Select every line of the material that contains the word "uniform" and copy each of those lines in full.

## PROVIDED DATA
────────

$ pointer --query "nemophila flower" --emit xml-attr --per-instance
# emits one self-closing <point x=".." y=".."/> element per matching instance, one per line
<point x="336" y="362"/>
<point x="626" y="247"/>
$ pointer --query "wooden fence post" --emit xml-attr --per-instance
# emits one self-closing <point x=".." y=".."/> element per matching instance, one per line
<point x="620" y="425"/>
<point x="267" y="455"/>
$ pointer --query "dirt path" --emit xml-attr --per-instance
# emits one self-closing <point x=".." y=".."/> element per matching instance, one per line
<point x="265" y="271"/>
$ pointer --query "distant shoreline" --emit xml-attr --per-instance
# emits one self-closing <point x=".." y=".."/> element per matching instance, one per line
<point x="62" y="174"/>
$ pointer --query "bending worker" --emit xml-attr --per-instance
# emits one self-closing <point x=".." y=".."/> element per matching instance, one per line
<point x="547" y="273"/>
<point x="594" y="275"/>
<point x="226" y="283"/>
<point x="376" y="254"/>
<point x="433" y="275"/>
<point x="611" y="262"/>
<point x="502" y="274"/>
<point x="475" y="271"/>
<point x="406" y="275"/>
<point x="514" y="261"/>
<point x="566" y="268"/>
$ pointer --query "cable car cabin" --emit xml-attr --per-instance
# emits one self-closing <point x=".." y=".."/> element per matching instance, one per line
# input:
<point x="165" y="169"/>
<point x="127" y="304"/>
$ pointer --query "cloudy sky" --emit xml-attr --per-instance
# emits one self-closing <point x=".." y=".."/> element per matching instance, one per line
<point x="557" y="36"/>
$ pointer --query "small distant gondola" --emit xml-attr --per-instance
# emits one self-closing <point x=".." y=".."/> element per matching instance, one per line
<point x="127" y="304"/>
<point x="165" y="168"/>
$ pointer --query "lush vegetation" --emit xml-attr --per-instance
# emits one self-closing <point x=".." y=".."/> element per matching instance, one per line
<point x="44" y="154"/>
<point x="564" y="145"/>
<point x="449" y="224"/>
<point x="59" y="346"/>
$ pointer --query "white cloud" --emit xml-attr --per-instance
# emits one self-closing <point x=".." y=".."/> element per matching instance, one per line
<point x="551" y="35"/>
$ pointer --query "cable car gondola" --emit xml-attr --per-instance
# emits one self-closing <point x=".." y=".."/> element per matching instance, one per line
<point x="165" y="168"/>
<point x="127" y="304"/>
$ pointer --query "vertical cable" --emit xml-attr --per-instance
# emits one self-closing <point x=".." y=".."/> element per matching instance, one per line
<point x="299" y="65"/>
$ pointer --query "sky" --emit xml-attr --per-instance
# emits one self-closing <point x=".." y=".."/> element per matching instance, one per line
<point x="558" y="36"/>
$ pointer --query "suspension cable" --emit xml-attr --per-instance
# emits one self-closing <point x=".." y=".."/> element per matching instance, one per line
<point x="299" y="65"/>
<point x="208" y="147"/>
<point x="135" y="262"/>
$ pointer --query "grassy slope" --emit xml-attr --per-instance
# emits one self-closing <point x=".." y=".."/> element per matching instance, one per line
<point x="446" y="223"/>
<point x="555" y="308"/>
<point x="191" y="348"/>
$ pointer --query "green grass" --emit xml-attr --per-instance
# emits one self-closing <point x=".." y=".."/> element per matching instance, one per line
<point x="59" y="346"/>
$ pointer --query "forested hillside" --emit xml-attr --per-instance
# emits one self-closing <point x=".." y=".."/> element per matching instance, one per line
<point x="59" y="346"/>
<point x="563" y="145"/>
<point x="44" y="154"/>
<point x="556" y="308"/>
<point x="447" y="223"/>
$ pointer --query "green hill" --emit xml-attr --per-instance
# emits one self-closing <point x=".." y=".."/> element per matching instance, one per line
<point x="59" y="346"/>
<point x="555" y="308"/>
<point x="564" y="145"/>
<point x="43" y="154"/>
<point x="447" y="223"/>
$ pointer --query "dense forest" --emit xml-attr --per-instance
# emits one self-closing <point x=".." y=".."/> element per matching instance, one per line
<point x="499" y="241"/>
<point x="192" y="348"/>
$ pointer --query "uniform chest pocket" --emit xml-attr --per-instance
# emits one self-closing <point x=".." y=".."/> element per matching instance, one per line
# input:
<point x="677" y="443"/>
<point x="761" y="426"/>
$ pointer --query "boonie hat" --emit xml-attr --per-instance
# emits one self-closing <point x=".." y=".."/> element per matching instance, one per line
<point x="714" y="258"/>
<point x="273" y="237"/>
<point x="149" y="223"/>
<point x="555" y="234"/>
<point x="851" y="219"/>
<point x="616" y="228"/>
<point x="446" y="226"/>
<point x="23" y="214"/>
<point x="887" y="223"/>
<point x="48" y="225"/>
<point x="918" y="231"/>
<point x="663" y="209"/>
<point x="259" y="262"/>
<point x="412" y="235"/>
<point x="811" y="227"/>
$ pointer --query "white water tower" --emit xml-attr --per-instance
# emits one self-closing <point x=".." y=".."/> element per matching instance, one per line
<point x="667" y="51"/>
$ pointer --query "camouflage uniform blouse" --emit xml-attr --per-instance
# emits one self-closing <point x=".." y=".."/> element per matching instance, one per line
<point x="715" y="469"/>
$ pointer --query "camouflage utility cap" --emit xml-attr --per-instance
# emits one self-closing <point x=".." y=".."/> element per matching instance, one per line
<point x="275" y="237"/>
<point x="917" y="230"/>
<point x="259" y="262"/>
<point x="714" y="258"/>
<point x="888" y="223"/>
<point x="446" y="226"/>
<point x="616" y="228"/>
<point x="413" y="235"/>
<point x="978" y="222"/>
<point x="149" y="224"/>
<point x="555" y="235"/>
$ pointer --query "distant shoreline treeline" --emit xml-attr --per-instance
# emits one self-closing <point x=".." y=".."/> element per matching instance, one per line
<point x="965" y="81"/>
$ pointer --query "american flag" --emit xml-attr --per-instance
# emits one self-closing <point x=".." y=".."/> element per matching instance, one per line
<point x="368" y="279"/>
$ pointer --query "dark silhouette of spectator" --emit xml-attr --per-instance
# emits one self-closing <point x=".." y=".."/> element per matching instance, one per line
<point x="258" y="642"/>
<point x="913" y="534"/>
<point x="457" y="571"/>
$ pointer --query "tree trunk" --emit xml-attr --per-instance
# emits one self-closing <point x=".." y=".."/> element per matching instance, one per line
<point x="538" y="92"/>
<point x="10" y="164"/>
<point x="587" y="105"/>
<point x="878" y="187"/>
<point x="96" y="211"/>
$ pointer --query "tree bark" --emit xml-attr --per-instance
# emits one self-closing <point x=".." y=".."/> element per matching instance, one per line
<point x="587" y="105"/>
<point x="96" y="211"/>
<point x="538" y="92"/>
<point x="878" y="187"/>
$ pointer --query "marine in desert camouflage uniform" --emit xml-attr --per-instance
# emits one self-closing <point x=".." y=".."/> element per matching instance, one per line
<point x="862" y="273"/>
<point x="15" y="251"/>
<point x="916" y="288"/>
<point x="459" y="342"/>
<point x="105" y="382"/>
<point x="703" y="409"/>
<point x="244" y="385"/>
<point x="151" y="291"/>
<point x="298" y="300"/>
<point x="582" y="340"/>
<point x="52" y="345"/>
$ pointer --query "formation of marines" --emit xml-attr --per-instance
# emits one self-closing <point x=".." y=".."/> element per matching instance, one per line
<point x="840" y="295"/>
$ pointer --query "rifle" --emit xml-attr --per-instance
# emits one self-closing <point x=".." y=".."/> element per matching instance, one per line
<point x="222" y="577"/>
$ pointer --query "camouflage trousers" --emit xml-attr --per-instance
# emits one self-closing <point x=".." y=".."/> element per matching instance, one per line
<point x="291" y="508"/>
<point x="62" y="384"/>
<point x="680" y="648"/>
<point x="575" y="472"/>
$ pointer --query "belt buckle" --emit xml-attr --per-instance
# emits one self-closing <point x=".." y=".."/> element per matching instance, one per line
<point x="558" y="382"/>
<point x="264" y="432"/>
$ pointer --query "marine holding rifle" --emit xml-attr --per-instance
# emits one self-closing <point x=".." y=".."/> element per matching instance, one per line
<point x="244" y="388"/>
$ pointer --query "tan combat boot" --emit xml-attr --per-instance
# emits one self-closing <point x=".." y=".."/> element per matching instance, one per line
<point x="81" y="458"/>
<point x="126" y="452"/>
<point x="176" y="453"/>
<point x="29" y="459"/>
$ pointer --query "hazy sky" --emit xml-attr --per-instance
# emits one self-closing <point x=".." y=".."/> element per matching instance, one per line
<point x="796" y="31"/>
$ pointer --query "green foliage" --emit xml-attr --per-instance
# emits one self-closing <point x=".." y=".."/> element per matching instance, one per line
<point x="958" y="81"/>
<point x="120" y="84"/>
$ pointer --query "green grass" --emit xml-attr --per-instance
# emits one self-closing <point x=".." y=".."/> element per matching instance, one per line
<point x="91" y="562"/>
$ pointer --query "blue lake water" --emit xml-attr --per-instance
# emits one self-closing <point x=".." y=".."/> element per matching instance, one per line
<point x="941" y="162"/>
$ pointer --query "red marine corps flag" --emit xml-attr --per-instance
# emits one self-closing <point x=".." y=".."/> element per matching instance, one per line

────────

## OUTPUT BELOW
$ pointer --query "uniform chest pocket" --emit xml-attr --per-instance
$ pointer --query "camouflage uniform blouse" --emit xml-attr --per-instance
$ pointer --query "marine in desert camouflage uniform" --emit xml-attr --per-instance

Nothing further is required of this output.